Work required: Recast every one of the records below as a Markdown table with two columns, Index and Entry, numbering the non-blank lines in order and skipping any blank lines.

Provided data:
+---+

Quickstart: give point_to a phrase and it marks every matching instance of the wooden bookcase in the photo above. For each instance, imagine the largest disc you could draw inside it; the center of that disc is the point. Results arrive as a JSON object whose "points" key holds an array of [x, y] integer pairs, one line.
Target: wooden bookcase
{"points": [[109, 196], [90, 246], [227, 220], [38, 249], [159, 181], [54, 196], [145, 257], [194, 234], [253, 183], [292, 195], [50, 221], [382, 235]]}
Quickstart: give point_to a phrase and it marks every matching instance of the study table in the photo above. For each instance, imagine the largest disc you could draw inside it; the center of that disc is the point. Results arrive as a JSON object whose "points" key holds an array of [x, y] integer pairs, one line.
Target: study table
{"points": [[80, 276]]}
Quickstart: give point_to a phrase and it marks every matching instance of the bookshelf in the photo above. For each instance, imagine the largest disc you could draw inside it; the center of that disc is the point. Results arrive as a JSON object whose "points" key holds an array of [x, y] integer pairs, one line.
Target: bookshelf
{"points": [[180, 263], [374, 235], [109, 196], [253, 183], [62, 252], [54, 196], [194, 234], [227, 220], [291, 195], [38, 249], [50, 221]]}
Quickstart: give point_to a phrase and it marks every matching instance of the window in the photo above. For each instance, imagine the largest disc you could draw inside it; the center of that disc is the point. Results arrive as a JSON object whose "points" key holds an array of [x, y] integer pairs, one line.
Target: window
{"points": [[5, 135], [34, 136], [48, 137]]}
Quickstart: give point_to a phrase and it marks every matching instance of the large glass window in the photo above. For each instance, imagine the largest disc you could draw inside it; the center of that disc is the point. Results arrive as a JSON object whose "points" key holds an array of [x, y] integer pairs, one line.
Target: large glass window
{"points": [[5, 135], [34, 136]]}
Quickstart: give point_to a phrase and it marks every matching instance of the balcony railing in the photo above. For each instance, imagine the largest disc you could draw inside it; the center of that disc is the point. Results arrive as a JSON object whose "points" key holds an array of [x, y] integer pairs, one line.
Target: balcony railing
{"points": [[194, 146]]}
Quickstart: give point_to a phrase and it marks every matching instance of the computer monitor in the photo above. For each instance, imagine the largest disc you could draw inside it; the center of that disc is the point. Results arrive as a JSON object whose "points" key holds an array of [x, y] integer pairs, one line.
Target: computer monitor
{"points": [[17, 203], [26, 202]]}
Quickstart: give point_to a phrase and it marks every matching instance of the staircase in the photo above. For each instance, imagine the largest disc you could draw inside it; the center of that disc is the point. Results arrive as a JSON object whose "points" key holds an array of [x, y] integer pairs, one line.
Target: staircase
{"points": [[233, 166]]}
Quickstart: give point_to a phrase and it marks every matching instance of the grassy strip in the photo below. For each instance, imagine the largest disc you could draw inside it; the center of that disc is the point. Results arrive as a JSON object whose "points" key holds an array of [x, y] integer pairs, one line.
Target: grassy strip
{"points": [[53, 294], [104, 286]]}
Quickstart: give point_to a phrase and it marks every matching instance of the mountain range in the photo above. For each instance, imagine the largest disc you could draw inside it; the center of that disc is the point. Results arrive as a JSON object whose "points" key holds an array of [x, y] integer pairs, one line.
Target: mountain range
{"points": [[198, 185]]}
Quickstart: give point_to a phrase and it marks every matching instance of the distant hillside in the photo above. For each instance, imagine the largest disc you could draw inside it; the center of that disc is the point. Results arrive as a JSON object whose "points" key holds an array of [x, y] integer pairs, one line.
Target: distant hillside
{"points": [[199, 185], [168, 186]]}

+---+

Result:
| Index | Entry |
|---|---|
| 1 | Quickstart: give point_to a phrase and it marks every matching instance of the wooden bookcase in the photo above. For each instance, imagine the largest disc you could draw inside it; the center of that disc is the point. Results arrive as a JSON object whose "points" key holds an array of [x, y] integer pairs, one line. |
| 2 | Target: wooden bookcase |
| 3 | {"points": [[109, 196], [90, 246], [227, 220], [38, 249], [159, 181], [54, 196], [145, 257], [194, 234], [253, 183], [292, 195], [50, 221], [382, 235]]} |
| 4 | Quickstart: give point_to a phrase and it marks every matching instance of the study table in the photo above. For each instance, imagine the largest disc you could draw inside it; the center of that disc is the point. Results arrive as a JSON object whose "points" key holds an array of [x, y] integer pairs, one line. |
| 5 | Target: study table |
| 6 | {"points": [[80, 276]]} |
| 7 | Quickstart: give point_to a phrase and it marks every matching instance of the bookshelf in the photo above. For each instance, imagine the largest disc you could draw inside it; the center of that disc is the point. Results arrive as a JSON object whose "points" key holds an array of [x, y] integer pairs, one line. |
| 8 | Target: bookshelf |
| 9 | {"points": [[180, 263], [374, 235], [109, 196], [253, 183], [62, 252], [54, 196], [194, 234], [227, 220], [291, 195], [38, 249], [50, 221]]} |
| 10 | Quickstart: give point_to a phrase and it marks every matching instance of the window in the photo above. For each instance, imagine the largest disc you could draw inside it; the center of that disc is the point. Results arrive as a JSON object whose "points" key holds an array of [x, y] integer pairs, one line. |
| 11 | Target: window |
| 12 | {"points": [[5, 135], [34, 136], [48, 137]]} |
| 13 | Quickstart: give point_to a phrase and it marks every matching instance of the large glass window in the photo above. For each instance, imagine the largest disc you could draw inside it; the center of that disc is the point. Results arrive as a JSON object whose "points" key holds an array of [x, y] integer pairs, one line. |
| 14 | Target: large glass window |
| 15 | {"points": [[5, 135], [34, 136]]} |
| 16 | Quickstart: give point_to a phrase and it marks every matching instance of the balcony railing in the photo above. For each instance, imagine the largest disc you could draw inside it; the center of that disc is the point. Results arrive as a JSON object whose "points" key holds an array of [x, y] integer pairs, one line. |
| 17 | Target: balcony railing |
| 18 | {"points": [[194, 146]]} |
| 19 | Quickstart: give point_to a phrase and it marks every matching instance of the computer monitor in the photo above. For each instance, imagine the largest disc you could draw inside it; the center of that disc is the point. Results arrive as a JSON object whose "points" key holds an array of [x, y] integer pairs, one line. |
| 20 | Target: computer monitor |
| 21 | {"points": [[17, 203], [26, 202]]} |
| 22 | Quickstart: give point_to a phrase and it marks every matching instance of the staircase in the photo above. For each instance, imagine the largest disc you could draw inside it; the center of that disc is the point. Results arrive as a JSON object whose "points" key holds an array of [x, y] integer pairs, one line. |
| 23 | Target: staircase |
| 24 | {"points": [[233, 166]]} |
| 25 | Quickstart: give point_to a phrase and it marks every matching instance of the grassy strip in the photo below. For each instance, imagine the largest disc you could draw inside it; the center of that disc is the point. Results arrive as a JSON object whose "points" key holds an array of [x, y] integer pairs, one line. |
| 26 | Target: grassy strip |
| 27 | {"points": [[53, 294], [104, 286]]} |
| 28 | Quickstart: give point_to a phrase and it marks every matching instance of the mountain range in the photo above. For each instance, imagine the largest disc you could draw inside it; the center of that disc is the point. Results arrive as a JSON object whose "points" key holds an array of [x, y] integer pairs, one line. |
| 29 | Target: mountain range |
| 30 | {"points": [[198, 185]]} |
| 31 | Quickstart: give point_to a phrase and it marks every matching instance of the distant hillside in the photo above. For each instance, imagine the largest disc you could draw inside it; the center of that disc is the point. Results arrive as a JSON object whose "points" key holds an array of [x, y] integer pairs, one line. |
| 32 | Target: distant hillside |
| 33 | {"points": [[199, 185], [168, 186]]} |